START Text excerpt
Manning had one of his finest statistical seasons in 2018, despite the Giants’ 5-11 record. He completed 380 of 576 passes (66.0%) for 4,299 yards, 21 touchdowns and 11 interceptions. Manning’s completion percentage was a franchise record. His 380 completions were the second-highest total in Giants history. Manning’s 11 interceptions were his fewest since he threw 10 in 2008.
Four days after the season ended, Manning turned 38 years old. Must Manning now work harder to prepare for a season, or does his vast experience override that?
“It’s just a different working hard,” he said. “When you’re younger, you’re working hard on the mental aspect of things. Hey, I have to learn these protections, I have to learn these blitzes, I have to learn what call I have to make to pick up this blitz. What’s this play? You know that stuff that over 16 years you get to learn those things and you have a better feel for picking up a blitz and what call you are going to make to pick up certain things. Now, it’s the work on the maintenance and the stretching and getting loose. Keeping the arm strength and keeping the strength and those things. Keeping the body fresh every day. Its more work at that as you get older. The hard work never changes it just kind changes what areas you are working hard at.”
END Text excerpt
START Extracted entries
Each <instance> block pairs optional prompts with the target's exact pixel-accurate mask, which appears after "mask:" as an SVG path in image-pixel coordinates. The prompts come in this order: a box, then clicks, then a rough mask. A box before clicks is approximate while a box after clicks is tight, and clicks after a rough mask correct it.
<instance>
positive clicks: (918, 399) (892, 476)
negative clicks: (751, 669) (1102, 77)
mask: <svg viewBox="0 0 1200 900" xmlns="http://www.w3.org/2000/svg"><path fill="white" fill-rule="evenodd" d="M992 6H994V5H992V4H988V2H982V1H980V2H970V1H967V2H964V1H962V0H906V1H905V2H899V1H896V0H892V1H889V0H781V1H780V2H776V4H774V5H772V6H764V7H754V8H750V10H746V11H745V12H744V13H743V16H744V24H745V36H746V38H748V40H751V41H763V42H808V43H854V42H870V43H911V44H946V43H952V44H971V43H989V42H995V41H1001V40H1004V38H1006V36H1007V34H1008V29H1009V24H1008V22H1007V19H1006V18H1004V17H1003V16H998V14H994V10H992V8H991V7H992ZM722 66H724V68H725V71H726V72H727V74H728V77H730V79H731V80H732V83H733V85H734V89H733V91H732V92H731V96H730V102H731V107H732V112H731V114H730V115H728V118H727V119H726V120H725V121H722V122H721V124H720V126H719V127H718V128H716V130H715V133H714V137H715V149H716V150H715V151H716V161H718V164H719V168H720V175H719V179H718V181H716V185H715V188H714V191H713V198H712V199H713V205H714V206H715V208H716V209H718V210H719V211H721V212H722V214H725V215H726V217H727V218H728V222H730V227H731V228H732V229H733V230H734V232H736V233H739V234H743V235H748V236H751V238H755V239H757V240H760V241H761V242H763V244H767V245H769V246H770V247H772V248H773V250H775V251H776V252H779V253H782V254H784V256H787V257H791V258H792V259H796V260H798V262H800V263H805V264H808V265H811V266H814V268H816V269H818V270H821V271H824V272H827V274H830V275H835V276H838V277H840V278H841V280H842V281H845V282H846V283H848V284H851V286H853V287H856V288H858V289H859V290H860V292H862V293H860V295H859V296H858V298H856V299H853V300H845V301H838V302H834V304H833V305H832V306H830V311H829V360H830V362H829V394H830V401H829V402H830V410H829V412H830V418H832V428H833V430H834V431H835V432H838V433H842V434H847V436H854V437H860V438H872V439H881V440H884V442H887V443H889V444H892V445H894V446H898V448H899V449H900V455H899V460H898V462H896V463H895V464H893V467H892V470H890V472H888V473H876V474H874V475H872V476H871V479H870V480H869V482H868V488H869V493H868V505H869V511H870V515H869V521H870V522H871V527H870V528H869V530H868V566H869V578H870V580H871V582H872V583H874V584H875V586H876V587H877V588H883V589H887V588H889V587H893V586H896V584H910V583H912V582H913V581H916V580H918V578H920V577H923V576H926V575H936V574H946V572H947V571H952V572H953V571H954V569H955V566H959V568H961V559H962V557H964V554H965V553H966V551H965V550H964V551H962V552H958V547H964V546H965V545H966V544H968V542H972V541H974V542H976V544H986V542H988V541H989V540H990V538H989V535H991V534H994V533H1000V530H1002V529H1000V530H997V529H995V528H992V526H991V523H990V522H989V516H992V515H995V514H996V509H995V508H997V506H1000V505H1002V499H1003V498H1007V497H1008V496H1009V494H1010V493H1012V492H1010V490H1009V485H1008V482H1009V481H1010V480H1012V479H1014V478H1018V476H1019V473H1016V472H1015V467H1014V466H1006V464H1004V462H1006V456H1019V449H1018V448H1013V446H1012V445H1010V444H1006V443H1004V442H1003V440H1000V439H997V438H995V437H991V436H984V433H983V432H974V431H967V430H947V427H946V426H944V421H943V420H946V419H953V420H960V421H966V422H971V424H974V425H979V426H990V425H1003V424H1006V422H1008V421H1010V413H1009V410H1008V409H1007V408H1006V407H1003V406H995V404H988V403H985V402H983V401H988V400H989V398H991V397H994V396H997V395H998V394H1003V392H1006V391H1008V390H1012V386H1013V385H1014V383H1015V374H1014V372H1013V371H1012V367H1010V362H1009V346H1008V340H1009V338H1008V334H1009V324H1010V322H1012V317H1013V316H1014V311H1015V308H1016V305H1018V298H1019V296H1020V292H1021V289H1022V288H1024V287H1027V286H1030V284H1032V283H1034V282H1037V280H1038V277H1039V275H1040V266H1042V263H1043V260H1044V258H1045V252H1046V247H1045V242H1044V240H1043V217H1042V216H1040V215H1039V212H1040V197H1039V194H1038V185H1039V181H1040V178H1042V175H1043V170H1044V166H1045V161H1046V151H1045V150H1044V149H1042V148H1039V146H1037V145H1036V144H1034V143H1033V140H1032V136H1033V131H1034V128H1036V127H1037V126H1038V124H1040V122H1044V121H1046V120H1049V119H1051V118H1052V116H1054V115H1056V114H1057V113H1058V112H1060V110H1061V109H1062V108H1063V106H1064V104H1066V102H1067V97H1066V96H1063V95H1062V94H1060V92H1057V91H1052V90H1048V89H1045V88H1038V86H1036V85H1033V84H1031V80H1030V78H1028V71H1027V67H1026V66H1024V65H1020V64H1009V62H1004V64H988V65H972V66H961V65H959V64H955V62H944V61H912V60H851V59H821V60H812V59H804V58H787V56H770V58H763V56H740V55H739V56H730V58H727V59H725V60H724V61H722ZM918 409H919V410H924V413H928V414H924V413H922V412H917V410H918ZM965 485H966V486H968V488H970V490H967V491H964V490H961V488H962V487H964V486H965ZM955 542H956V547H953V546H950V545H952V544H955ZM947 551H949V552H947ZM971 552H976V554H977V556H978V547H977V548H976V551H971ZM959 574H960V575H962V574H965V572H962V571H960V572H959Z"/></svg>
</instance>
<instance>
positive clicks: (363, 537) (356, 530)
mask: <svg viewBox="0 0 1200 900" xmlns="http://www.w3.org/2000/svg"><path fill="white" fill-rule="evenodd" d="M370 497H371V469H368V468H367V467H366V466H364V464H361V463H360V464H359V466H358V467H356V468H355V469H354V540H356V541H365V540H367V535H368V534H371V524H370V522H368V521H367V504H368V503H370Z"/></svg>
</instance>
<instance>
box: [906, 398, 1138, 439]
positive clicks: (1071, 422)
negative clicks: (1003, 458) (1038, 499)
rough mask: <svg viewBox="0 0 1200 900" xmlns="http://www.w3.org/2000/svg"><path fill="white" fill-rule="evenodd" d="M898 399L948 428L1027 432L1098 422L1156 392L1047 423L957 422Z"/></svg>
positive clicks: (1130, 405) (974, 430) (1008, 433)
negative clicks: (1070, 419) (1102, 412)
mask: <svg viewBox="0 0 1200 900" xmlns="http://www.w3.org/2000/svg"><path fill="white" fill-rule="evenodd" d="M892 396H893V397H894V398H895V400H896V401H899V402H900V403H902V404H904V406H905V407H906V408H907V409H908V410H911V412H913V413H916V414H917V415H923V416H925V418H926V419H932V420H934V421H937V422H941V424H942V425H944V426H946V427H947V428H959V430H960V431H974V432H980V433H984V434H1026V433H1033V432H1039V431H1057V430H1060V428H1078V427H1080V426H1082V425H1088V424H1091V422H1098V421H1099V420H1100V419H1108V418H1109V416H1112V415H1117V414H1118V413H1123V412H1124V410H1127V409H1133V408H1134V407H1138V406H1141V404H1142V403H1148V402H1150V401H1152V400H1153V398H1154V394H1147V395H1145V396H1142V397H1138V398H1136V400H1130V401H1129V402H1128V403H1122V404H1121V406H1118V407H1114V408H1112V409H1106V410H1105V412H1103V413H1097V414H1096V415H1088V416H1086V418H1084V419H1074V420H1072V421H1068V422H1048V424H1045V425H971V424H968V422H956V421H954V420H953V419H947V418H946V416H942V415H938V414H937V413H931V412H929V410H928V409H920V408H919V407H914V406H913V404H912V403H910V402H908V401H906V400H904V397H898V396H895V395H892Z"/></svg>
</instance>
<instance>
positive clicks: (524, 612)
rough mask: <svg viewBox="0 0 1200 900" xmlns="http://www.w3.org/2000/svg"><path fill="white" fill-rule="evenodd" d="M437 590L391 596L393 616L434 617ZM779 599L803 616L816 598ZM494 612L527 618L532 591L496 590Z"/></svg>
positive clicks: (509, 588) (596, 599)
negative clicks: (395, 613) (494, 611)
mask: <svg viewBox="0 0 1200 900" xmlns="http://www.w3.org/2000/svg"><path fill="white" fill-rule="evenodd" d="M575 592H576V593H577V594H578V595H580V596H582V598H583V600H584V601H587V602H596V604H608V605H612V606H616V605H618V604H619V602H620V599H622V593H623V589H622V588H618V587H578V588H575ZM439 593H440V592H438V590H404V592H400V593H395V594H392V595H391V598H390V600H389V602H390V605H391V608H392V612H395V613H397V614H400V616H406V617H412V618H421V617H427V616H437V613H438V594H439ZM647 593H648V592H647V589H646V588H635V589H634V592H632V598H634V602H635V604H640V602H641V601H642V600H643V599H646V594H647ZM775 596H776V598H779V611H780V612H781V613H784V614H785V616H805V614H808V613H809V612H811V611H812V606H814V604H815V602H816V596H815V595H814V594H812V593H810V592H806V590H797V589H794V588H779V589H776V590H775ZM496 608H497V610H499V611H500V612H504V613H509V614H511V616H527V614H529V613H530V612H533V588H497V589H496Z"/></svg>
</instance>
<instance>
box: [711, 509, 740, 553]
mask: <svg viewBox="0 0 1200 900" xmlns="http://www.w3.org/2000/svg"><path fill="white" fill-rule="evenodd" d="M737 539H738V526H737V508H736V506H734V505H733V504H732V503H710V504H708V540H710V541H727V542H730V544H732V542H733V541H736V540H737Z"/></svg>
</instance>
END Extracted entries
*Tasks and exercises:*
a. Answer these questions using the text about Eli Manning's 2018 season.
(i) How many touchdown passes did Manning throw in 2018?
(ii) What age did Manning turn four days after the season ended?
(iii) According to Manning, what do younger players work hard on?
b. For each statement, say whether it agrees with the text about Eli Manning's 2018 season. Answer yes or no, and quote the words from the text that decide it.
(i) Manning's 2018 completion percentage set a Giants franchise record.
(ii) The Giants finished the 2018 season with a winning record.
(iii) Manning says the hard work itself changes as a player gets older.
c. Extend the text about Eli Manning's 2018 season, starting after its final sentence.

*Answers to the tasks:*
a.
(i) 21
(ii) 38
(iii) The mental aspect of things

b.
(i) Yes: "Manning’s completion percentage was a franchise record."
(ii) No: "despite the Giants’ 5-11 record"
(iii) No: "The hard work never changes"

c.
Manning still revels in the grind, refining the offense, studying the opposing defense, preparing for an opponent and playing the games. His overriding goal is to reverse the Giants’ recent fortunes and enjoy a successful season.
“I feel blessed, feel fortunate to still be doing this and playing football and coming to training camp, being around these teammates and these guys and the New York Giants,” he said. “Excited, excited about the opportunities, excited about this team and getting to work. Making improvements and getting better and seeing what this season has in store for us.
“I never got worried about playing a certain amount of years or this or that. It’s just all about taking advantage of this year. Making something special with this year, this team, this season.”
Because of that, Manning is not in a reflective mood, even in his 16th training camp.
“I try not to reflect much,” he said. “It’s all about what I can do this year and do right now. I think about the players we have on this team. I want those guys to experience some of the success that we’ve had here at the Giants in the past. To make playoffs and win championships and get on win streaks. To feel like you are playing better than anybody else in the league at that moment. Those are fun and great memories, but I’m not reflecting on those. I want these guys who maybe haven’t had that to experience that.”